▶ [Passage shown]
--- start ---

James Charles Prevost (1810–1891) was an admiral in the  British Royal Navy.

He was born in Bedhampton, Hampshire, England, the son of Rear-Admiral James Prevost and his first wife France née Haultain, and joined the navy in 1823 and by 1850 was a commander aboard , flagship of Rear Admiral Sir Fairfax Moresby, whose daughter (Ellen Mary) he married on 18 October 1842, they had five children:
 Ellen Louisa Prevost (1843–?)
 James Charles Prevost (1846–15 May 1920)
 Annette Prevost (1849–1916) married General Sir Henry John Thoroton Hildyard
 George Fairfax Prevost (1851–1940)
 Edward Augustan Prevost (1855–?)

He was the Commissioner for Britain in the negotiations to settle the San Juan Island boundary dispute between British Columbia and the United States.

Prevost became an admiral in 1880, and died in London in 1891.

--- end ---

▶ [Data excerpts]
--- start ---

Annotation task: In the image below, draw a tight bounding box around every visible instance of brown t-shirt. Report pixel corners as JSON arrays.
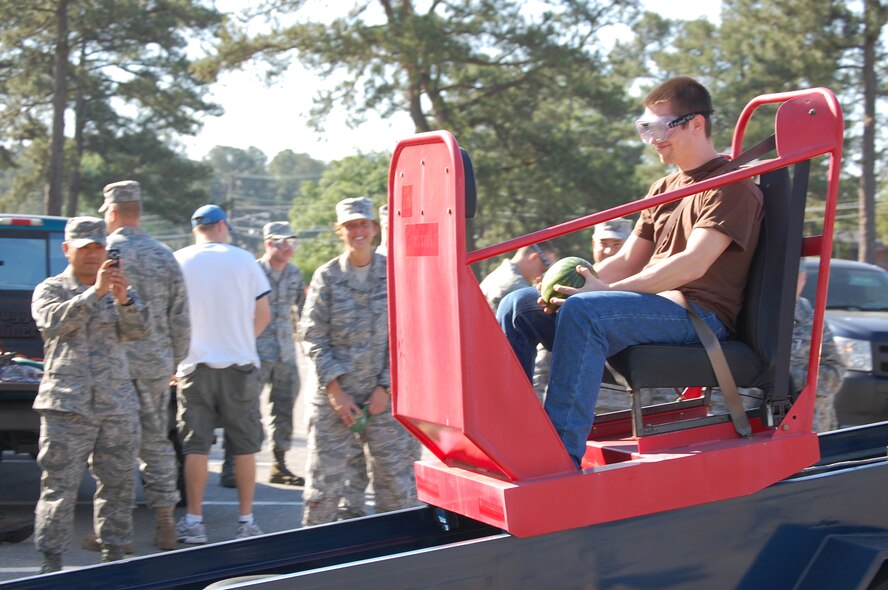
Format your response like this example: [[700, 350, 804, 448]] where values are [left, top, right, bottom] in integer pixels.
[[635, 157, 762, 332]]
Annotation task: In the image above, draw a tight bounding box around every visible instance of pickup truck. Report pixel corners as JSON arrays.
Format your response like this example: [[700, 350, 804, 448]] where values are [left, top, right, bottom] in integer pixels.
[[0, 214, 67, 457], [802, 258, 888, 426]]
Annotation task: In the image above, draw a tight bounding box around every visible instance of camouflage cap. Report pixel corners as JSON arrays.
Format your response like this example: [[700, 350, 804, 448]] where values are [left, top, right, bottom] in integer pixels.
[[99, 180, 142, 213], [65, 217, 105, 248], [336, 197, 376, 225], [592, 217, 632, 240], [262, 221, 296, 240]]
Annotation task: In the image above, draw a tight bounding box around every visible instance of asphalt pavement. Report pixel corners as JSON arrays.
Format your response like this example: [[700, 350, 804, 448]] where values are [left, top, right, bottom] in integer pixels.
[[0, 355, 328, 582]]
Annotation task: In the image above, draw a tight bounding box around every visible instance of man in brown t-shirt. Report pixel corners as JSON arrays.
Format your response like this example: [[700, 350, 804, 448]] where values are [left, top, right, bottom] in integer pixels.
[[497, 77, 762, 466]]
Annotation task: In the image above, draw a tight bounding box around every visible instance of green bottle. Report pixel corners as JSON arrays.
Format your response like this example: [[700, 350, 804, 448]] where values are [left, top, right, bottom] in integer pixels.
[[349, 406, 370, 432]]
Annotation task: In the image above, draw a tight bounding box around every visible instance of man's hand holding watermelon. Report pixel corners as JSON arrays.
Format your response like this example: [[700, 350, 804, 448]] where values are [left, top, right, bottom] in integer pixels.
[[537, 256, 610, 313]]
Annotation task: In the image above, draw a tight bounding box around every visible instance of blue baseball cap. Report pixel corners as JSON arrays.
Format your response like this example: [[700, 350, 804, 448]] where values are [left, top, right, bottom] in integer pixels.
[[191, 205, 231, 229]]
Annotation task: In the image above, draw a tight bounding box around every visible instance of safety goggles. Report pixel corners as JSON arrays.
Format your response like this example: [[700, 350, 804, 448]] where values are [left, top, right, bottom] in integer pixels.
[[271, 238, 299, 250], [530, 244, 552, 268], [635, 111, 706, 143]]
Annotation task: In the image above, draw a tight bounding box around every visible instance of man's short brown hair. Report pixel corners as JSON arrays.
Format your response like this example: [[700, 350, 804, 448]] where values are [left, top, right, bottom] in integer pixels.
[[644, 76, 714, 137]]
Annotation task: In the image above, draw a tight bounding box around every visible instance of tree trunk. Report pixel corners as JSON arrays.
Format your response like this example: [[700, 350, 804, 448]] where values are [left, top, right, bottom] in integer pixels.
[[65, 45, 87, 217], [857, 0, 883, 263], [44, 0, 68, 215]]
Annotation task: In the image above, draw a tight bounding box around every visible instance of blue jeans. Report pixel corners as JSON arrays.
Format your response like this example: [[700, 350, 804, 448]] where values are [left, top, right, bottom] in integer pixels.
[[497, 287, 728, 467]]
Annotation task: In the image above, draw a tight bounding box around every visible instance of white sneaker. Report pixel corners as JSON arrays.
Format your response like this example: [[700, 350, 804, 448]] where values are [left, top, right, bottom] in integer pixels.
[[176, 516, 207, 545], [234, 521, 263, 539]]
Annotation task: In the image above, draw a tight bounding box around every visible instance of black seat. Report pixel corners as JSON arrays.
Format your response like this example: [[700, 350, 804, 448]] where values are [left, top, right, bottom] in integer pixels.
[[608, 162, 809, 436]]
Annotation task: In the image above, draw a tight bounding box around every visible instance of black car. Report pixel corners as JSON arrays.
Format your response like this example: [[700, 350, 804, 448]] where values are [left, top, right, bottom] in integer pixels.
[[802, 259, 888, 426]]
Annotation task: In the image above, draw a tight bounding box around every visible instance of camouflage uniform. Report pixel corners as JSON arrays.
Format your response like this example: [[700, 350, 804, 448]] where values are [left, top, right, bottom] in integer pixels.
[[31, 266, 148, 554], [481, 258, 530, 313], [789, 297, 845, 432], [299, 254, 416, 526], [256, 257, 305, 452], [108, 227, 191, 509], [481, 258, 552, 402]]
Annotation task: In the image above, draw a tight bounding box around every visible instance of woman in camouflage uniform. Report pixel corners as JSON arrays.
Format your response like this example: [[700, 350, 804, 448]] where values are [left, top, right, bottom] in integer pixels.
[[299, 198, 416, 526]]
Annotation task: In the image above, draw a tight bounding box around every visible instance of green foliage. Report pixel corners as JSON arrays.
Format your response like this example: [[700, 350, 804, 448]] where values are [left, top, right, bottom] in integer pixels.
[[290, 152, 391, 277], [212, 0, 643, 262], [0, 0, 221, 216]]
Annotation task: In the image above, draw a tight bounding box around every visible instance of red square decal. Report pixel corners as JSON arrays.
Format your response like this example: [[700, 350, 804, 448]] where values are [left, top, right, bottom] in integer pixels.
[[404, 223, 438, 256]]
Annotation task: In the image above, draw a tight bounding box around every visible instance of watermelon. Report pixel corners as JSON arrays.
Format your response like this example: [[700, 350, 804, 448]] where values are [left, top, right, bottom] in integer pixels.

--- end ---

▶ [Goal 1] In the Prevost biography, take the passage that begins at the words "James Charles Prevost (1810–1891)" and ends after "Augustan Prevost (1855–?)". Write it out again, putting "Havant" in place of "Bedhampton".
▶ [Goal 2] Condense the paragraph of the Prevost biography that opens "He was born in Bedhampton" into a short bulleted list, keeping its main facts.

▶ [Finished answer 1]
James Charles Prevost (1810–1891) was an admiral in the  British Royal Navy.

He was born in Havant, Hampshire, England, the son of Rear-Admiral James Prevost and his first wife France née Haultain, and joined the navy in 1823 and by 1850 was a commander aboard , flagship of Rear Admiral Sir Fairfax Moresby, whose daughter (Ellen Mary) he married on 18 October 1842, they had five children:
 Ellen Louisa Prevost (1843–?)
 James Charles Prevost (1846–15 May 1920)
 Annette Prevost (1849–1916) married General Sir Henry John Thoroton Hildyard
 George Fairfax Prevost (1851–1940)
 Edward Augustan Prevost (1855–?)

▶ [Finished answer 2]
- Born in Bedhampton, Hampshire, England, to Rear-Admiral James Prevost and his first wife, France née Haultain
- Joined the navy in 1823
- By 1850, a commander aboard the flagship of Rear Admiral Sir Fairfax Moresby
- Married Moresby's daughter, Ellen Mary, on 18 October 1842
- Had five children